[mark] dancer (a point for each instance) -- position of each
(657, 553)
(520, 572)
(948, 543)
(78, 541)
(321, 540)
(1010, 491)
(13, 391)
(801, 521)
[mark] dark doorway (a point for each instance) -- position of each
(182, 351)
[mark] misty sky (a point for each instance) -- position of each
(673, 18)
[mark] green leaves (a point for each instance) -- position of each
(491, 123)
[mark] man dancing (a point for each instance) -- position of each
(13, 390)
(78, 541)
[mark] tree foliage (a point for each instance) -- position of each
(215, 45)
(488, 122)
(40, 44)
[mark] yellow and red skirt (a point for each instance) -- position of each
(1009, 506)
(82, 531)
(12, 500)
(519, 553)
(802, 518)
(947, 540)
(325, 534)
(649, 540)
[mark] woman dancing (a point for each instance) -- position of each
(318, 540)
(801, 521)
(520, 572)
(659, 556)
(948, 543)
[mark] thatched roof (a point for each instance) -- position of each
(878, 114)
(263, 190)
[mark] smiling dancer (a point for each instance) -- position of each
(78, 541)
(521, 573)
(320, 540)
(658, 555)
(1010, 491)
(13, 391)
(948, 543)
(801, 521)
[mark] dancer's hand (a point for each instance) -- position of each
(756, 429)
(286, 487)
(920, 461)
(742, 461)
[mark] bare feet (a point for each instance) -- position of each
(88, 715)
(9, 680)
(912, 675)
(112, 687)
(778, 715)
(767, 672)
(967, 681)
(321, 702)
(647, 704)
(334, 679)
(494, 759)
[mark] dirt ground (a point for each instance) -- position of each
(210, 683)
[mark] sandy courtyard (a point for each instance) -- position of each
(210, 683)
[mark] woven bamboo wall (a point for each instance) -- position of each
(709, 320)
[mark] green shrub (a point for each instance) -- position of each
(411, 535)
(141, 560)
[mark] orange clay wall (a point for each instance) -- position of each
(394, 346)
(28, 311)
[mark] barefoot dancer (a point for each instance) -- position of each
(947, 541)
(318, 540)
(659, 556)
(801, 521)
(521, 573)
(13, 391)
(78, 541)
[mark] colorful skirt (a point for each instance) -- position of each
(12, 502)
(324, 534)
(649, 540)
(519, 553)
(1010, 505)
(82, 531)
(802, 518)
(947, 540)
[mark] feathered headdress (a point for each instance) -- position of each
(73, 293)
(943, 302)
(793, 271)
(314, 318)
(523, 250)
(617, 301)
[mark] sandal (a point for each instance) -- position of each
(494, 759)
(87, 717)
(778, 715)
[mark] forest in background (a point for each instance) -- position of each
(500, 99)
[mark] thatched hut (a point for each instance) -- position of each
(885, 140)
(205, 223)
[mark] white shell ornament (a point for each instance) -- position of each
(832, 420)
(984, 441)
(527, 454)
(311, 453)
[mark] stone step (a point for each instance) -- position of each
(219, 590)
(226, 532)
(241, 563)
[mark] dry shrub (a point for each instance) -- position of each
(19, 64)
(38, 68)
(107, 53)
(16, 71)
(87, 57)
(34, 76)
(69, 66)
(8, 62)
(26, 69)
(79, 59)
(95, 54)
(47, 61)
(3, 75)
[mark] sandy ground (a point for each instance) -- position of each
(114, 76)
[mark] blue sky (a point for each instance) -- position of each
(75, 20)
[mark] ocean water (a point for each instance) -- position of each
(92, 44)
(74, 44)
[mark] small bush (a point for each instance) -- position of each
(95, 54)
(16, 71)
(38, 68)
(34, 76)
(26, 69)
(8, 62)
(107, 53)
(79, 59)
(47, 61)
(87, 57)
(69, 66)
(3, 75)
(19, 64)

**WRITTEN PROBLEM**: Give all the records again. Match them exactly.

**SOLVED PROBLEM**:
[mark] dancer (a point for each instance) -- position of each
(657, 553)
(520, 572)
(948, 543)
(78, 541)
(321, 540)
(1010, 491)
(13, 391)
(801, 521)
[mark] dark doorway (a point for each instance) -- position of each
(182, 351)
[mark] misty sky (a point for each instance) -- position of each
(673, 18)
[mark] green leaves (a point for each instance) -- position of each
(491, 123)
[mark] man dancing (a point for each instance) -- position of each
(13, 390)
(78, 541)
[mark] tree foliage (a point for each instance) -- position of each
(215, 45)
(488, 122)
(40, 44)
[mark] yellow and red skirt (a point for each instance) -- position of each
(1009, 506)
(82, 531)
(12, 500)
(519, 553)
(802, 518)
(947, 540)
(325, 534)
(649, 540)
[mark] woman dancing (a point for each instance) -- position of each
(318, 540)
(801, 521)
(520, 572)
(659, 556)
(948, 543)
[mark] thatched roof (a point for each instance) -- position of each
(878, 114)
(263, 190)
[mark] smiling dancer (a point for each instance) -- position of each
(78, 541)
(521, 573)
(320, 540)
(658, 555)
(1010, 491)
(13, 391)
(948, 543)
(801, 521)
[mark] dancer's hand (a point for each instance) -- position of each
(756, 429)
(286, 487)
(920, 461)
(742, 461)
[mark] bare feet (a point for each instance) -- position of each
(88, 715)
(9, 680)
(912, 675)
(112, 687)
(778, 715)
(767, 672)
(967, 681)
(321, 702)
(647, 704)
(334, 679)
(494, 759)
[mark] dirt ground (a point for each instance) -- position of each
(210, 683)
[mark] sandy courtyard (a point for each instance) -- position of each
(210, 683)
[mark] woven bamboo wall (a point for each instance) -- position of each
(709, 320)
[mark] green shrub (a point for each instance) -- position of each
(411, 535)
(141, 560)
[mark] orange clay wall (a point for each instance) -- position of each
(394, 346)
(28, 311)
[mark] barefoot dancer (a point for each instance) -- position of each
(947, 541)
(318, 540)
(659, 556)
(801, 521)
(521, 573)
(13, 391)
(78, 541)
[mark] colorful skirt (a point for each instance) -- position of each
(12, 502)
(324, 534)
(649, 540)
(519, 553)
(1010, 505)
(82, 531)
(802, 518)
(947, 540)
[mark] feathered headdress (a point for each instance) -- position of each
(73, 293)
(943, 302)
(793, 271)
(314, 318)
(523, 250)
(617, 301)
[mark] sandal (a point for each instance) -- position of each
(494, 759)
(87, 717)
(778, 715)
[mark] forest in background (a point for each instance) -- position of each
(500, 99)
[mark] thatched hut (a point for each instance) -- position of each
(885, 140)
(205, 223)
[mark] white shell ornament (a point for each instance) -- position of each
(832, 420)
(984, 441)
(527, 454)
(311, 453)
[mark] stone step (a point for each instance) -- position of each
(219, 590)
(226, 532)
(241, 563)
[mark] dry shrub (a point for each instance) -- position of each
(19, 64)
(38, 68)
(107, 53)
(16, 71)
(87, 57)
(34, 76)
(69, 66)
(8, 62)
(26, 69)
(79, 59)
(95, 54)
(47, 61)
(3, 75)
[mark] sandy ground (a point for each instance) -- position of each
(114, 76)
[mark] blue sky (a point for each instance) -- position of each
(75, 20)
[mark] ocean water (a point for each instance) -- position of each
(92, 44)
(74, 44)
[mark] small bush (a point for each instance) -- position of each
(95, 54)
(16, 71)
(38, 68)
(34, 76)
(26, 69)
(8, 62)
(107, 53)
(79, 59)
(47, 61)
(87, 57)
(69, 66)
(3, 75)
(19, 64)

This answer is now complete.